*Task item:*
Revise the autism education passage between "But after age" and "parents and advocates.", inclusive, so that "elementary schools" becomes "grade schools".

*Document extract:*
=-=-=

In The Politics of Autism, I write about education and laws that affect students with disabilities, such as the Individuals with Disabilities Education Act.
But after age three, thousands of kids — many of whom thrive under the approach — are suddenly forced to drop ABA in city preschools and elementary schools, where it’s rarely offered, according to parents and advocates.
A group of parents has now filed a class action lawsuit against the city and state education departments charging the lack of ABA violates federal special education law.
“It’s devastating to see these families desperate, to hear the stories of regression, and to know that it was clearly preventable,” said Elisa Hyman, the special education lawyer representing the families in the lawsuit.
“In my view, it’s blatantly illegal for the department to adopt a blanket policy whereby it refuses to consider, or provide, ABA services,” Hyman added.

=-=-=

*Given data:*

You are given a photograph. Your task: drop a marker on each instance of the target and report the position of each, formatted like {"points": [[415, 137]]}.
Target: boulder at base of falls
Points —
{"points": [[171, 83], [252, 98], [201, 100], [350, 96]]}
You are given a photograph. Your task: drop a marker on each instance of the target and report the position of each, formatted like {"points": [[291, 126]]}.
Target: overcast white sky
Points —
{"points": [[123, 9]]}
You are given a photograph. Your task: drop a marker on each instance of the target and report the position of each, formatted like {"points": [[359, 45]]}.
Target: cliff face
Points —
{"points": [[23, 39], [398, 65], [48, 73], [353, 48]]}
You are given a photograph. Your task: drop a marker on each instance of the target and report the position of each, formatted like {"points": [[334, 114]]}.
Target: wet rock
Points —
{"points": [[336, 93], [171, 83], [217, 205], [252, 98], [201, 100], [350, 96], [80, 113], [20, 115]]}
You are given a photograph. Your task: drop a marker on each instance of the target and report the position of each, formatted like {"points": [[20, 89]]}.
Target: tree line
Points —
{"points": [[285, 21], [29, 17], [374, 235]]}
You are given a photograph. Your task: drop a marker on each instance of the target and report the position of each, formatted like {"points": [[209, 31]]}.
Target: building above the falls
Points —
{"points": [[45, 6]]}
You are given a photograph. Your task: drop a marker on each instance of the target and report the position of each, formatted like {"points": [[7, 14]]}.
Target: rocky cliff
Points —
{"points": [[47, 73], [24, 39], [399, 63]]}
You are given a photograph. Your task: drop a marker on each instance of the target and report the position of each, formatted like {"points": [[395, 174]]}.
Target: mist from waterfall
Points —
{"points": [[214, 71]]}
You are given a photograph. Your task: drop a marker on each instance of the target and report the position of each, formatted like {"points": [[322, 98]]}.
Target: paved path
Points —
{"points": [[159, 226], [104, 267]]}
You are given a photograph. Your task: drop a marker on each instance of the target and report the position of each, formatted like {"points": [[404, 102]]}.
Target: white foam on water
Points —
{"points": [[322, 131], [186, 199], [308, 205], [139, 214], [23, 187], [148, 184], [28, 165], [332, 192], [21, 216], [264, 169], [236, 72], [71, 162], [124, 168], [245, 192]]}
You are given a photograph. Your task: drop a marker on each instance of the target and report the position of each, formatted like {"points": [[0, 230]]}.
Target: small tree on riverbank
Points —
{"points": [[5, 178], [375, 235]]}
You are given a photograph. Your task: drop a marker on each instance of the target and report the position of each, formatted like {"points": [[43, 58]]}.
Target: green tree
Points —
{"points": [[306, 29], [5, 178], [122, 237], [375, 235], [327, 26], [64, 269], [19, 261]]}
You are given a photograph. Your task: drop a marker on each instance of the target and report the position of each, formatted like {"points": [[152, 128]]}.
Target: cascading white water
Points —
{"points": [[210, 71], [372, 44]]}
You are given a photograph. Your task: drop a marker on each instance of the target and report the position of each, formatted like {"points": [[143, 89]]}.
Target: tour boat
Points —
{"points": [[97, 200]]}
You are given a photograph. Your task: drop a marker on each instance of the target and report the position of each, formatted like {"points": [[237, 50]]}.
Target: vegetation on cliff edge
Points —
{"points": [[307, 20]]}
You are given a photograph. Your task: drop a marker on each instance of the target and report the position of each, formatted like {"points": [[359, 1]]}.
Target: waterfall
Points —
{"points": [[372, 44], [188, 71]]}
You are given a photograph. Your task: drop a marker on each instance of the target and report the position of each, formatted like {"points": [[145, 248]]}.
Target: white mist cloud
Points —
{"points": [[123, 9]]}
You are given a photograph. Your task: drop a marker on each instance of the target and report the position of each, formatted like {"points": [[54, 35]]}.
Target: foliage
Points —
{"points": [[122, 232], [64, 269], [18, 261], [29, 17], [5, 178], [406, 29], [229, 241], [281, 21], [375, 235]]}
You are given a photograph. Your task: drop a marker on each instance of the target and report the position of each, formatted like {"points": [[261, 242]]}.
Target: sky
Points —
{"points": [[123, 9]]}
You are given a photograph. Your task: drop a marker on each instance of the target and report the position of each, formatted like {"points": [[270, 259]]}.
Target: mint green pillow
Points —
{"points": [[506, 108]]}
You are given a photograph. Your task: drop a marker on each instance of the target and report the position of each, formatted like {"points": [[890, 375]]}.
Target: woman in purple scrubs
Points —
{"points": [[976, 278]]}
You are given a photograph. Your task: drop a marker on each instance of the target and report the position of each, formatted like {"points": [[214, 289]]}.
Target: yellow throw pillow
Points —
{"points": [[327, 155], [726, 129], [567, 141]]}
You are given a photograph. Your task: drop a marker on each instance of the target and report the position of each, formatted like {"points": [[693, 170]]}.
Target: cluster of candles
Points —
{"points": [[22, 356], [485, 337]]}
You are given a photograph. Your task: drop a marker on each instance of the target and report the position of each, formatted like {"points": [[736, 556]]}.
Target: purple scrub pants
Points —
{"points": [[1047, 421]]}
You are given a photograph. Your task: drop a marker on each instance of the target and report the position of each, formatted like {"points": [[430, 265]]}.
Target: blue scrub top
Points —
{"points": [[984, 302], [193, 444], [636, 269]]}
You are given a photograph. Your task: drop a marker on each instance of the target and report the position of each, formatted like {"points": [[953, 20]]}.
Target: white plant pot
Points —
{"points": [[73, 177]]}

=-=-=

*Task result:*
But after age three, thousands of kids — many of whom thrive under the approach — are suddenly forced to drop ABA in city preschools and grade schools, where it’s rarely offered, according to parents and advocates.